# [WHAT TO PRODUCE]
In full and word for word, print the data below.

# [DATA FOR ANALYSIS]
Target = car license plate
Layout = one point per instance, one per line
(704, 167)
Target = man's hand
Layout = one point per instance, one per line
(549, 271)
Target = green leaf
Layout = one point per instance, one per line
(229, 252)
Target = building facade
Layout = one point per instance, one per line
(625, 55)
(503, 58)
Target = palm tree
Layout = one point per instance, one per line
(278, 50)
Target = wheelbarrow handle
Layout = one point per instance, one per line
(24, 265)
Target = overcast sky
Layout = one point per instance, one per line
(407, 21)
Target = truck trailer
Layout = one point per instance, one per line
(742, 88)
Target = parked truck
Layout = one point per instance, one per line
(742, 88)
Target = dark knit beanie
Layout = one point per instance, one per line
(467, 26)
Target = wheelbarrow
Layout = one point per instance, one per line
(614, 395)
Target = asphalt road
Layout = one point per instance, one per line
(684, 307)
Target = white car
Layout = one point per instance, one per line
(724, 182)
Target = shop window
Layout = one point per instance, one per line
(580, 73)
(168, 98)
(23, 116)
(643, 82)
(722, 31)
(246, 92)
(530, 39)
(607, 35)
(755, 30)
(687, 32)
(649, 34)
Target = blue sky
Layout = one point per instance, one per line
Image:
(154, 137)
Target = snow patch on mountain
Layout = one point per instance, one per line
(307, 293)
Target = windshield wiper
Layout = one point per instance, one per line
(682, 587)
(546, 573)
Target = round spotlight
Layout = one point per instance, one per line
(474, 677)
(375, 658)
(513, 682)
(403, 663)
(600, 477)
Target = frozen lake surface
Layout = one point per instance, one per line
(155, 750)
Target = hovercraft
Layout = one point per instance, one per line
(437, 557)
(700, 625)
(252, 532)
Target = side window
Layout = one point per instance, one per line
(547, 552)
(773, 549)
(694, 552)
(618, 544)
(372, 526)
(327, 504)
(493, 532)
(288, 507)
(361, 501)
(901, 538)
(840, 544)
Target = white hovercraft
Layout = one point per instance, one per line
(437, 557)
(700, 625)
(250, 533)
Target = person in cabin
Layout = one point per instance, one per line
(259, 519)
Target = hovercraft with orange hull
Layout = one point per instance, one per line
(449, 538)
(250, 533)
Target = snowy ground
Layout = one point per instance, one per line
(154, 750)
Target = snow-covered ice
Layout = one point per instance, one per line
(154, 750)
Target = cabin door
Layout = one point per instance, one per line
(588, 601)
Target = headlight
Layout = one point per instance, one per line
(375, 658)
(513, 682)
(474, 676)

# [ANSWER AREA]
Target = car license plate
Layout = one point per instance, one per line
(704, 167)
Target = man's hand
Layout = one point per instance, one per line
(549, 271)
Target = green leaf
Layout = one point per instance, one per line
(229, 252)
Target = building facade
Layout = one point per instance, one per line
(625, 55)
(503, 58)
Target = palm tree
Layout = one point per instance, one per line
(278, 50)
Target = wheelbarrow handle
Layout = one point per instance, one per line
(24, 265)
Target = overcast sky
Layout = one point per instance, one per line
(407, 21)
Target = truck trailer
Layout = one point per instance, one per line
(742, 88)
Target = parked truck
Layout = one point per instance, one per line
(742, 88)
Target = dark knit beanie
Layout = one point per instance, one per line
(467, 26)
Target = wheelbarrow
Layout = one point per instance, one per line
(614, 395)
Target = asphalt road
Layout = one point per instance, one per line
(684, 307)
Target = white car
Layout = one point per instance, one per line
(724, 182)
Target = shop window
Layout = one point per instance, one per line
(580, 73)
(168, 98)
(23, 116)
(643, 82)
(722, 31)
(246, 92)
(530, 39)
(607, 35)
(755, 30)
(687, 32)
(649, 34)
Target = blue sky
Layout = one point per instance, one per line
Image:
(154, 137)
Target = snow patch on mountain
Layout = one point per instance, one per line
(307, 293)
Target = windshield wiper
Layout = one point per instance, one per line
(682, 587)
(546, 573)
Target = round spotlight
Layout = one point per instance, one per line
(474, 677)
(375, 658)
(513, 682)
(403, 663)
(600, 477)
Target = frozen lake surface
Layout = one point per instance, one per line
(155, 750)
Target = hovercraft
Layout = one point per instance, one per line
(437, 557)
(700, 625)
(252, 532)
Target = side window
Layout = one point per instance, one per line
(547, 552)
(773, 549)
(694, 552)
(618, 544)
(372, 526)
(327, 504)
(493, 532)
(288, 507)
(361, 501)
(901, 538)
(840, 544)
Target = white hovercraft
Layout = one point per instance, one per line
(437, 557)
(700, 625)
(250, 533)
Target = person in cabin
Layout = one point per instance, one per line
(259, 519)
Target = hovercraft with orange hull
Layout = one point per instance, one per line
(449, 538)
(250, 533)
Target = snowy ground
Layout = one point per instance, one per line
(154, 750)
Target = snow-covered ice
Layout = one point per instance, one per line
(154, 750)
Target = cabin door
Layout = one point per instance, one per line
(588, 601)
Target = headlight
Layout = one point per instance, one per line
(375, 658)
(513, 682)
(474, 676)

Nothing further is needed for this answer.